:: Stored data ::
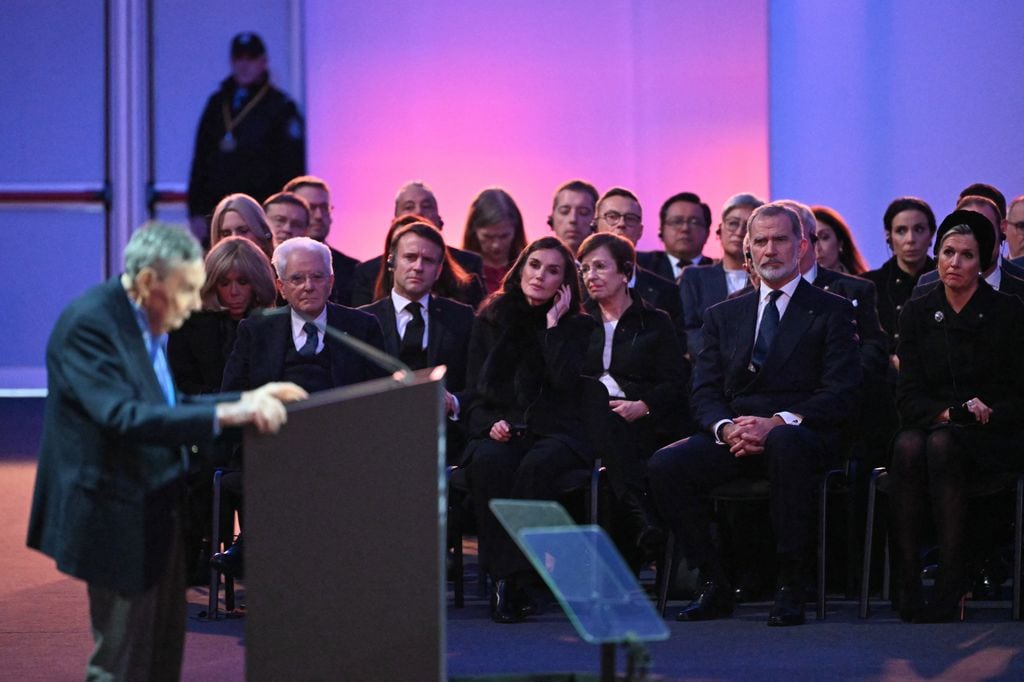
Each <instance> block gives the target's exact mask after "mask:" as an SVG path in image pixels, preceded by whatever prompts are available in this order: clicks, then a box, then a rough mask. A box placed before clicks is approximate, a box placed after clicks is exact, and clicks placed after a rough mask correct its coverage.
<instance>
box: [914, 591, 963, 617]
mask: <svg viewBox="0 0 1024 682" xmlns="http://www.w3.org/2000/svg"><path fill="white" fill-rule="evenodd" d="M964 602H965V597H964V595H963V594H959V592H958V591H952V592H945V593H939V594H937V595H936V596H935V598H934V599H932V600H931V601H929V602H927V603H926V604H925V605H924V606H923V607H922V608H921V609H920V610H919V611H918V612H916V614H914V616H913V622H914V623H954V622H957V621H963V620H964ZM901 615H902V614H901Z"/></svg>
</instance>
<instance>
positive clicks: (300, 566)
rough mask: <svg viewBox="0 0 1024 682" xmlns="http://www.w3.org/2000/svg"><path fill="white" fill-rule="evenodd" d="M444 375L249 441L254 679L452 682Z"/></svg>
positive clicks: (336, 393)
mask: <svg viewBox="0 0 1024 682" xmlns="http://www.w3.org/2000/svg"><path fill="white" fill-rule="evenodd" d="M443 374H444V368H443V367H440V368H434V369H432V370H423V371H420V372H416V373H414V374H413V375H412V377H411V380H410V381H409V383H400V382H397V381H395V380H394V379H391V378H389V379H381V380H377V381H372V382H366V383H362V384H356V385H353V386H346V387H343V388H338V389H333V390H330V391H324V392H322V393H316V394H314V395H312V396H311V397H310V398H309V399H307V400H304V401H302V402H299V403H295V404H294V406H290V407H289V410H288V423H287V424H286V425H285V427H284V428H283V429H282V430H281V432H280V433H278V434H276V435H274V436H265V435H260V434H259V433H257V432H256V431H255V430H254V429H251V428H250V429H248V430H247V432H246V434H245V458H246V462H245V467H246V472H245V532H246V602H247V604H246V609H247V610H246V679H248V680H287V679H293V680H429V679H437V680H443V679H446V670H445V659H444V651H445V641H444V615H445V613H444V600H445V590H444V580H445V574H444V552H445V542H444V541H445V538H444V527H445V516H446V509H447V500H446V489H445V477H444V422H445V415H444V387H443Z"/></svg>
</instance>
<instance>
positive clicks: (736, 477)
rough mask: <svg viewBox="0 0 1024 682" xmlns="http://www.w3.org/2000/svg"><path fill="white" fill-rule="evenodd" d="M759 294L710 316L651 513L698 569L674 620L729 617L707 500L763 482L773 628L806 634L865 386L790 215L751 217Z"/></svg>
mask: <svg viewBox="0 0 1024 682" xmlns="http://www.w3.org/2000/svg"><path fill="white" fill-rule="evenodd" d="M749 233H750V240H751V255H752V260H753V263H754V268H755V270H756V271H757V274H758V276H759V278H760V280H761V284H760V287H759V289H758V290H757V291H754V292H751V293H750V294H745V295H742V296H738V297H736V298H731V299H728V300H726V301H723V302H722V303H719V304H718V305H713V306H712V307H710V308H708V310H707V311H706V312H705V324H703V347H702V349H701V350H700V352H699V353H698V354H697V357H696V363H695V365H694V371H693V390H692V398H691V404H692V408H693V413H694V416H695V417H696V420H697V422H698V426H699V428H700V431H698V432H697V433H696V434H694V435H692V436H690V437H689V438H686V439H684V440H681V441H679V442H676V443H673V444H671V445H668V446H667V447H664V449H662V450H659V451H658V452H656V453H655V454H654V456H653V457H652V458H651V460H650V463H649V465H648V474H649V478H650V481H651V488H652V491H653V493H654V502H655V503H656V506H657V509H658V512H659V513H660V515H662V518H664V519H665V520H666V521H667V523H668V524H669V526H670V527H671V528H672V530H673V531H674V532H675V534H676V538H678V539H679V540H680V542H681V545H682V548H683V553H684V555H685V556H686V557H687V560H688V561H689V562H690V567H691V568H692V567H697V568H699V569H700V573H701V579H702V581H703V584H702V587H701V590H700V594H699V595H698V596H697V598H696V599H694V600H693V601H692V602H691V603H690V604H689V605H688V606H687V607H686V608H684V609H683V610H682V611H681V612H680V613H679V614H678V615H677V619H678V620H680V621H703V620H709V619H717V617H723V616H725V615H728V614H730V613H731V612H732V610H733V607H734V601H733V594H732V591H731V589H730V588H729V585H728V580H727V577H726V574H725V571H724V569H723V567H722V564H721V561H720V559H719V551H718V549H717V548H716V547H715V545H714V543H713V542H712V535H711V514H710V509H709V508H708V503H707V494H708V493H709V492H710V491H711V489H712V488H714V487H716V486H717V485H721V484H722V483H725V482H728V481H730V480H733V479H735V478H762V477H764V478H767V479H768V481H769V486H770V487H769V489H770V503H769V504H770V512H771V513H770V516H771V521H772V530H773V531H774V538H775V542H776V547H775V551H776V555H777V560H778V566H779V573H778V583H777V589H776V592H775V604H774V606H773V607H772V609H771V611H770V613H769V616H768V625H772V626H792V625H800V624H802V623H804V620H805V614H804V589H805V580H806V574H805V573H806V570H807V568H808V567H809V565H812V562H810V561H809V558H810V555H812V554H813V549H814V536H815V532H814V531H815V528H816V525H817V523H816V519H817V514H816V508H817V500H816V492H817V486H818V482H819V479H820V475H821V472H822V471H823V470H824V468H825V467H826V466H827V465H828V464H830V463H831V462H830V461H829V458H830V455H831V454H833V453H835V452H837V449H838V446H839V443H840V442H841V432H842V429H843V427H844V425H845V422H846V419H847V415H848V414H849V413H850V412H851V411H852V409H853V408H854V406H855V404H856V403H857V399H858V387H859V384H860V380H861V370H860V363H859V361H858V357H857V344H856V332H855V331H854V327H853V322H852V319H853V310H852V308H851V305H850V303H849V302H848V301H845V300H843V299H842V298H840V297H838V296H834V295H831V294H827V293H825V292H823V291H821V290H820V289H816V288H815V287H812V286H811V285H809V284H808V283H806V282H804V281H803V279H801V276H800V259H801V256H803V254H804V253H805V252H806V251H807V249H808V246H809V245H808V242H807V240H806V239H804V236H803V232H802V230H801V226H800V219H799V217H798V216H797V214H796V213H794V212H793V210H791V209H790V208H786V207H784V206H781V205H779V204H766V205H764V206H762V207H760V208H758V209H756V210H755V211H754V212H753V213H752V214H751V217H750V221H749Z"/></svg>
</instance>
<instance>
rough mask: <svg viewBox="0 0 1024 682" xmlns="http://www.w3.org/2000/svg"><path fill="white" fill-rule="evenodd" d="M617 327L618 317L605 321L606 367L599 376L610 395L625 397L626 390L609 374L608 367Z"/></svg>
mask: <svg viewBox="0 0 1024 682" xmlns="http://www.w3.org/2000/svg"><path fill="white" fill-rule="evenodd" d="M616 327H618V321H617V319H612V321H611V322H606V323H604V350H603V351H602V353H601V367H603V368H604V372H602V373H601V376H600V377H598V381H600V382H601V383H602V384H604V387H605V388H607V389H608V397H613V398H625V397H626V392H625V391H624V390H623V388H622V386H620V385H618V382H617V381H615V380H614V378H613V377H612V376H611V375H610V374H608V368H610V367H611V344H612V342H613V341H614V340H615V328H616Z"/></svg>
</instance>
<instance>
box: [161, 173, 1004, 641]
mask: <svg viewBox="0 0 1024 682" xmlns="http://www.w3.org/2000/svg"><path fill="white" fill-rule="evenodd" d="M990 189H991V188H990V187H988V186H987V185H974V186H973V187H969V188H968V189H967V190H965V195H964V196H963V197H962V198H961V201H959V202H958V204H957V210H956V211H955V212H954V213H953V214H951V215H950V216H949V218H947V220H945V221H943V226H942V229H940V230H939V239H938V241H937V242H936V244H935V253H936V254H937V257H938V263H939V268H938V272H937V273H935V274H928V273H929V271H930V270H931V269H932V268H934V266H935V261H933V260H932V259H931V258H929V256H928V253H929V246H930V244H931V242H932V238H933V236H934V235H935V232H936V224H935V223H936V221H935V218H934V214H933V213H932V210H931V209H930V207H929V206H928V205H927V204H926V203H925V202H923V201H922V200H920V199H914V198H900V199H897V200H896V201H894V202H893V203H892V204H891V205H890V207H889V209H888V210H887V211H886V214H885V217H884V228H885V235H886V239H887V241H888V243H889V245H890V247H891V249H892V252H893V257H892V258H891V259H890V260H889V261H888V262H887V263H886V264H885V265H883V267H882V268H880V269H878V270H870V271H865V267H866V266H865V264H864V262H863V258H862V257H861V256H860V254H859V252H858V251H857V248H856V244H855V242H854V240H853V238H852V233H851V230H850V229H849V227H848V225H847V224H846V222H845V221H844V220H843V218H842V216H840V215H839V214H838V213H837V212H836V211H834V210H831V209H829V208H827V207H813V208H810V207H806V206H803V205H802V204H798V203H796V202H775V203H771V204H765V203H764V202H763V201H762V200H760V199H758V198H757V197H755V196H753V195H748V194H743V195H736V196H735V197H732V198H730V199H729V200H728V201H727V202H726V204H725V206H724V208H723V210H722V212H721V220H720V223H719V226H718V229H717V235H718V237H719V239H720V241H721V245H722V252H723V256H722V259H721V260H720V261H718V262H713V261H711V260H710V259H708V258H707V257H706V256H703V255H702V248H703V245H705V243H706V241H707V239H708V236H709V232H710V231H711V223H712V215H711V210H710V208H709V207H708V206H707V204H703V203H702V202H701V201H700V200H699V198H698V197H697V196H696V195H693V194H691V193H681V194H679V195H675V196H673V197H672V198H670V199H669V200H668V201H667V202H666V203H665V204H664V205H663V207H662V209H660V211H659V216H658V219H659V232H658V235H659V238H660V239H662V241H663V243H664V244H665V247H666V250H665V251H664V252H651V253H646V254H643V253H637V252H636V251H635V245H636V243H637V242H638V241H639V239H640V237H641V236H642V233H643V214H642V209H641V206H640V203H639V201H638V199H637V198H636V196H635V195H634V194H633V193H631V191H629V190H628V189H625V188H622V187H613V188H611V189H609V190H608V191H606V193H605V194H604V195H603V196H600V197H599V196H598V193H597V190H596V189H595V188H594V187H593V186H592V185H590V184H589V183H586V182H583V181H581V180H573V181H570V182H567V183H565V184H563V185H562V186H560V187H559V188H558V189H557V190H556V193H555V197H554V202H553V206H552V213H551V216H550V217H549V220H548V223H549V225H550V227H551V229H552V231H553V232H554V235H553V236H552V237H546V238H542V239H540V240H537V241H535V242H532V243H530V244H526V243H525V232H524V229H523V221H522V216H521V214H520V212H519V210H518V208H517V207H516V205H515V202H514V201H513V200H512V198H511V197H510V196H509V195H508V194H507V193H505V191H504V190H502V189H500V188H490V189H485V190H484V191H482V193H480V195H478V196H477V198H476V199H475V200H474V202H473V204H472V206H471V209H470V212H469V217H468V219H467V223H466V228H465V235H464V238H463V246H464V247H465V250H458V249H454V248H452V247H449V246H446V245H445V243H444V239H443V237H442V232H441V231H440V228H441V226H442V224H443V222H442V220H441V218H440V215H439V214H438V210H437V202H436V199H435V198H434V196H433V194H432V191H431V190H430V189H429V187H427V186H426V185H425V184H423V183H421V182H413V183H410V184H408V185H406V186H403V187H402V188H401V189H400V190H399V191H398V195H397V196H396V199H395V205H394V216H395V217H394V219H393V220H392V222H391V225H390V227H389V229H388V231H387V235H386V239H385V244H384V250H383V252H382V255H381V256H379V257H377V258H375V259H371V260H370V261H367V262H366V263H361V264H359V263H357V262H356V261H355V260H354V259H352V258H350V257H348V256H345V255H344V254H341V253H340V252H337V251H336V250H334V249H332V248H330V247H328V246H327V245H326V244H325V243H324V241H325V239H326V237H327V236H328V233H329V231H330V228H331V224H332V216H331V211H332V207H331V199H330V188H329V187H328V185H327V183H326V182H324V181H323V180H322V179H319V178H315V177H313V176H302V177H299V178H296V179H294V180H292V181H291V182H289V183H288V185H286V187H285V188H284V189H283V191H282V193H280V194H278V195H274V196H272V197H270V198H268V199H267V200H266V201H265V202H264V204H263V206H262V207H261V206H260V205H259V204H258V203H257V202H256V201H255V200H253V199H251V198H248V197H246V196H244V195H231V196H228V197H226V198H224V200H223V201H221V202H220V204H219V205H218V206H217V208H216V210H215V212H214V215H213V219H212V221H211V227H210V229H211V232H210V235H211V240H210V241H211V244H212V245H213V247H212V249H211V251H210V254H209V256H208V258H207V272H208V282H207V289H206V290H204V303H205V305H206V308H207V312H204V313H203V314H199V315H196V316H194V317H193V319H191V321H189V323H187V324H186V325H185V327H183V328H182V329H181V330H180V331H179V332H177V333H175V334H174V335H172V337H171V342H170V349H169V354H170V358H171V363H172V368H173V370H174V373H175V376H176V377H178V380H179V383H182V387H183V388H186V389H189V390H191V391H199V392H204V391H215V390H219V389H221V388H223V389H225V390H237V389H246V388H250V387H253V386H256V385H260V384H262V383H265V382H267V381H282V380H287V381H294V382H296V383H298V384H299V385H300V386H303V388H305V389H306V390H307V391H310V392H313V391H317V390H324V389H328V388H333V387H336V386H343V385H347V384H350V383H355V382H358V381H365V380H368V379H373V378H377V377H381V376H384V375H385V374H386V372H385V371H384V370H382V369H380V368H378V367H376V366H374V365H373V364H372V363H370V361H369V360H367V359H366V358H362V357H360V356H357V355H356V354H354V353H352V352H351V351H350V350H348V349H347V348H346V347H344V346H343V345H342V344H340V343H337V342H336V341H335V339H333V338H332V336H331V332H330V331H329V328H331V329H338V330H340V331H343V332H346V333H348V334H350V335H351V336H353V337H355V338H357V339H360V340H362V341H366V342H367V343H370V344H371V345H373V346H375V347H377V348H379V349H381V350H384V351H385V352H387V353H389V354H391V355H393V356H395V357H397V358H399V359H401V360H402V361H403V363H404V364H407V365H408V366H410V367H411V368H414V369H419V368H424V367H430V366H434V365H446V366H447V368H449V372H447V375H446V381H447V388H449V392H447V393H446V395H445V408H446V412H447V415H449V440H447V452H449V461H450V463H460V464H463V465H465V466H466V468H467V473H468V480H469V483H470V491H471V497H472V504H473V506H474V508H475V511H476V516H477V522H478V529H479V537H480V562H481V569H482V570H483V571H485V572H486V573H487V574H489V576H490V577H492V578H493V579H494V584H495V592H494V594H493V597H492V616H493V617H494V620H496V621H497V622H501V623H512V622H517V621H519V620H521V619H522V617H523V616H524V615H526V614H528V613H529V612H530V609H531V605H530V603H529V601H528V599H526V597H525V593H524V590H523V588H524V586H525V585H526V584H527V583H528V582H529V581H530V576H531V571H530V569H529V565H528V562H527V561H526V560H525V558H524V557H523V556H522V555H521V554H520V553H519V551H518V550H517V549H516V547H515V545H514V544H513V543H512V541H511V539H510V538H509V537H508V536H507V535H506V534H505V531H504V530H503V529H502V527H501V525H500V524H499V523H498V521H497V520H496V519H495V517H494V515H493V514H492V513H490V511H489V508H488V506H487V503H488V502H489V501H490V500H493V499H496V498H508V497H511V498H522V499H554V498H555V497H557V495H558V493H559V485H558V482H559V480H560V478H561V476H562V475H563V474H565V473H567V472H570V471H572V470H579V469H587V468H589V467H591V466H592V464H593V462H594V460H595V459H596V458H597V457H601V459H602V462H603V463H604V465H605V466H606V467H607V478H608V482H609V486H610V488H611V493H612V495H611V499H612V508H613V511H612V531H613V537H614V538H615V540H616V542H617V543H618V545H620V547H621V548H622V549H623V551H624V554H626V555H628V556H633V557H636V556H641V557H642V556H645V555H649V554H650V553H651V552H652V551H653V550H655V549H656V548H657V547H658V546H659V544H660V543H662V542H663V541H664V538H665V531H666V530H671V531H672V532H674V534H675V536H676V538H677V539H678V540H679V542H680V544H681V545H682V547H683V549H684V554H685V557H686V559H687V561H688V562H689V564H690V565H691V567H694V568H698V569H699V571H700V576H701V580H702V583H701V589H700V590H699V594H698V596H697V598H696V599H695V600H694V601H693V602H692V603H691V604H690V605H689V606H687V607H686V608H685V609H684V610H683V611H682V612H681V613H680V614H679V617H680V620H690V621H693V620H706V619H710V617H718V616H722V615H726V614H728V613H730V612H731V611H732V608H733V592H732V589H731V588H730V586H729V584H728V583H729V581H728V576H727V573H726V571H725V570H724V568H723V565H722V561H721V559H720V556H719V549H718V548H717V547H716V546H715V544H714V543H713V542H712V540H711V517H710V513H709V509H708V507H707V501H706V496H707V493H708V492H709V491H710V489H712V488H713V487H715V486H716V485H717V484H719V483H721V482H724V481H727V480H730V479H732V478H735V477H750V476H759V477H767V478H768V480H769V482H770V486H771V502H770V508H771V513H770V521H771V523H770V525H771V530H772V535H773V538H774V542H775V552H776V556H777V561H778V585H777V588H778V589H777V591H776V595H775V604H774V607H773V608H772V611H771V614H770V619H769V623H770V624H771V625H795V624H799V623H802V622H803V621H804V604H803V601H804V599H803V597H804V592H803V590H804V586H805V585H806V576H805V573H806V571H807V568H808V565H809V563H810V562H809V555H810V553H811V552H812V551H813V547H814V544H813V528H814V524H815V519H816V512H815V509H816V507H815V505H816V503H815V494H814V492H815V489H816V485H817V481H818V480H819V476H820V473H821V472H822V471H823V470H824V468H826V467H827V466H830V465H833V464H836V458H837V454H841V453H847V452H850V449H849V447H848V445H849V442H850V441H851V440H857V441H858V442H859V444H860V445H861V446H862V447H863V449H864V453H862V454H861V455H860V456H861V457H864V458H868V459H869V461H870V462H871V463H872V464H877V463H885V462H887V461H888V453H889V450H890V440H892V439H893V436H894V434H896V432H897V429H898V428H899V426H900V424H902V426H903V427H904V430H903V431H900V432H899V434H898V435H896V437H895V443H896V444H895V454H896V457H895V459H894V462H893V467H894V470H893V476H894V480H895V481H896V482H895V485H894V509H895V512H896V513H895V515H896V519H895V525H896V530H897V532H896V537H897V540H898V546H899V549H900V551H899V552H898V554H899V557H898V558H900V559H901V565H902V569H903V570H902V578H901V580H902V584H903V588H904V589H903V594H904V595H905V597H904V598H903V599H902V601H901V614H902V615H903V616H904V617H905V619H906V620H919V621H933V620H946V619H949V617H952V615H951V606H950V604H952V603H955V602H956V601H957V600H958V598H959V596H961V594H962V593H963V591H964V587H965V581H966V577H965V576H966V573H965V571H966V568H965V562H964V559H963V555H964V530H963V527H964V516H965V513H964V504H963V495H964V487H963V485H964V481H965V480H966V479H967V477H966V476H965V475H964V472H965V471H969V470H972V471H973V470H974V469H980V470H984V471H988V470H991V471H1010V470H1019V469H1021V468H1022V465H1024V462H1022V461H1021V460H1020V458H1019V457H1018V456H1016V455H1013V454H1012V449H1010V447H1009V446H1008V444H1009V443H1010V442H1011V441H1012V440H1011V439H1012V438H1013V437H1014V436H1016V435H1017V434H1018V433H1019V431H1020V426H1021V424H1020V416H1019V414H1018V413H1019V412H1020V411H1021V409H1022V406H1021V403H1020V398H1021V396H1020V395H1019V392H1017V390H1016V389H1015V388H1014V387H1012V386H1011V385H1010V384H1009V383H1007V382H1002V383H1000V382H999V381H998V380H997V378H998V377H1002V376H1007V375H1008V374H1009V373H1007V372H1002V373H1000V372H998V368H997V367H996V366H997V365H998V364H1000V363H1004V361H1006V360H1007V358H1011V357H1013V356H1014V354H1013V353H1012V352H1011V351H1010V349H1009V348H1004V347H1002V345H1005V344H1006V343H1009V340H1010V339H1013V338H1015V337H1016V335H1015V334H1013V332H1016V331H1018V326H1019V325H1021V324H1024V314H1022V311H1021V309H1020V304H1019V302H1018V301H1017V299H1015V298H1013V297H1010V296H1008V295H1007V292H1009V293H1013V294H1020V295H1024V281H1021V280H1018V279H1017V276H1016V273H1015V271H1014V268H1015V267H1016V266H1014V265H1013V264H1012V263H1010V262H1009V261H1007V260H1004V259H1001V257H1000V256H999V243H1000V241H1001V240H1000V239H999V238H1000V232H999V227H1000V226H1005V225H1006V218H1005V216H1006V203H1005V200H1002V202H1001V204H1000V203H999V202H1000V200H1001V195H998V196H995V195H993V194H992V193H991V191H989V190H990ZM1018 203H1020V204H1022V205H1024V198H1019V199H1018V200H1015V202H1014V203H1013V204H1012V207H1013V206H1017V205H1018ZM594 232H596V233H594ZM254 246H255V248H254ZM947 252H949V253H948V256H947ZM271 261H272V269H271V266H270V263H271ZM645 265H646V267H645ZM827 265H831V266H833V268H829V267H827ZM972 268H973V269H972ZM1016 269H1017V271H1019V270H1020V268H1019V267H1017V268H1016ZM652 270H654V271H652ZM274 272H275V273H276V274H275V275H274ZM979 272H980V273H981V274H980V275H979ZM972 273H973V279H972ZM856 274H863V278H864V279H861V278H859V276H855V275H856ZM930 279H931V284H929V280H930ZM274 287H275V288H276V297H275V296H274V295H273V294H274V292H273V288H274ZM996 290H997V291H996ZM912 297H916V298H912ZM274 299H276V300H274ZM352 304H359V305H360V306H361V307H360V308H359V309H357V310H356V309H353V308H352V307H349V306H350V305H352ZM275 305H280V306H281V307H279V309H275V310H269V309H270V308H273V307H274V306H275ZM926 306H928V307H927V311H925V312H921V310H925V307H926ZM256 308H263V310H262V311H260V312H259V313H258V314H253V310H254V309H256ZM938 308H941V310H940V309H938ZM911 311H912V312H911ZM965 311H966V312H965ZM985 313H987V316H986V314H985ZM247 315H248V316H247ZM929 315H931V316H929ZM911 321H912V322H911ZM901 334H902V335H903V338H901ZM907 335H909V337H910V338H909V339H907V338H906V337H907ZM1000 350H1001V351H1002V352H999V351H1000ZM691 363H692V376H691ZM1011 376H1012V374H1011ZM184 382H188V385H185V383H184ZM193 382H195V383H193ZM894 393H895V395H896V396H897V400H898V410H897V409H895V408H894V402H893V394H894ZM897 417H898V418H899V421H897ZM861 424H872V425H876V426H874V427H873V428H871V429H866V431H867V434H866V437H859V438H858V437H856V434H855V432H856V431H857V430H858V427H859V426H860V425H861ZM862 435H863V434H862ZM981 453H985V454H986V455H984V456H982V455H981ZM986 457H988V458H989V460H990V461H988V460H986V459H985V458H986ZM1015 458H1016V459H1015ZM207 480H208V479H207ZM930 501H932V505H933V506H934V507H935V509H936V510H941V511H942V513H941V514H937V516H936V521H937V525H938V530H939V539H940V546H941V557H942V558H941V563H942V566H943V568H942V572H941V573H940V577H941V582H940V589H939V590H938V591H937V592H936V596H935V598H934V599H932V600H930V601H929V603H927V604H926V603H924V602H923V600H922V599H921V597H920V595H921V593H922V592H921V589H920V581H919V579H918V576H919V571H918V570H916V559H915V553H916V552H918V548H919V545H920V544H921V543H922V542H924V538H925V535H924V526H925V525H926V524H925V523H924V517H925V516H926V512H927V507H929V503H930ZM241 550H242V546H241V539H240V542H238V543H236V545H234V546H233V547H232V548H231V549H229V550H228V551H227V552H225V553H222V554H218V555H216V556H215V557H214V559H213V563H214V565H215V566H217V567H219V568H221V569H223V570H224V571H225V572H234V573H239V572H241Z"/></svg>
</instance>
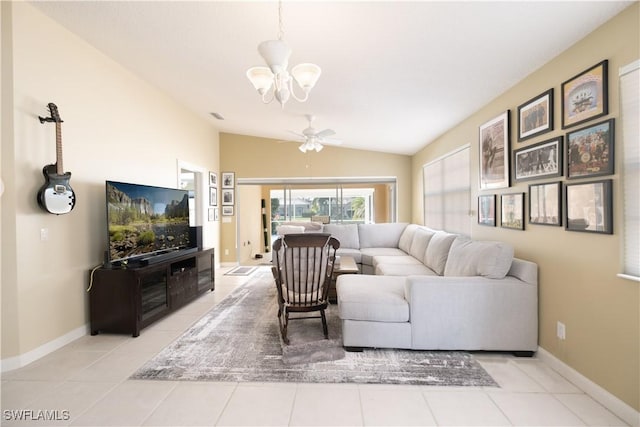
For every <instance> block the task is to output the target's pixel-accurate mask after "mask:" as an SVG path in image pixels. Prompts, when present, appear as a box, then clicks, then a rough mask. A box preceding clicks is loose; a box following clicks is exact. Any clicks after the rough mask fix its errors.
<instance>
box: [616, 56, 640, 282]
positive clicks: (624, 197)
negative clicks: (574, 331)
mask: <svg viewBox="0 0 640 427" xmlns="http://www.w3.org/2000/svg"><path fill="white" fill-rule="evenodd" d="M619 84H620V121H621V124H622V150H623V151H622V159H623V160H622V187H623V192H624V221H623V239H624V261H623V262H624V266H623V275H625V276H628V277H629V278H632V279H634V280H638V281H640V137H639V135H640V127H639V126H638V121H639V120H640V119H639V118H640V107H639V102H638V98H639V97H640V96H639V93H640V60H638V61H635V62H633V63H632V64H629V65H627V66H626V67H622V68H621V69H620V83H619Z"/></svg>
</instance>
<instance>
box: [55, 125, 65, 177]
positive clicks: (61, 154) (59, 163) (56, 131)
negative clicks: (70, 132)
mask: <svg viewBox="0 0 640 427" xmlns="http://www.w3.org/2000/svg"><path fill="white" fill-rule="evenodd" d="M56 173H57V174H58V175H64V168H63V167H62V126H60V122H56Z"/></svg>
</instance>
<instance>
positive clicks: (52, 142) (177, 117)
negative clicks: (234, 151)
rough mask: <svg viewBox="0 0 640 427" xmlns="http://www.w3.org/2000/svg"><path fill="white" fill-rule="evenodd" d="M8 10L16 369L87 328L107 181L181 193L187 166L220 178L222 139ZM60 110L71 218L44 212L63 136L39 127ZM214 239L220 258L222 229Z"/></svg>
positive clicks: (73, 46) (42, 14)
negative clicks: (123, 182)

:: Task goal ::
Reproduce verbatim every line of the listing from the line containing "For every <instance>" down to the line containing "negative clicks: (574, 331)", with both of those lines included.

:: Reply ::
For every <instance> block the task is to output the target's pixel-accurate mask after "mask:" as an SVG path in image pixels. Prompts, when present, appear as a box, then clicks, then a rough mask. A box preceding clicks is loose; a box following clicks is exact. Any clicks after the rough mask fix its errors.
<instance>
box: [616, 56, 640, 282]
positive clicks: (624, 197)
negative clicks: (574, 331)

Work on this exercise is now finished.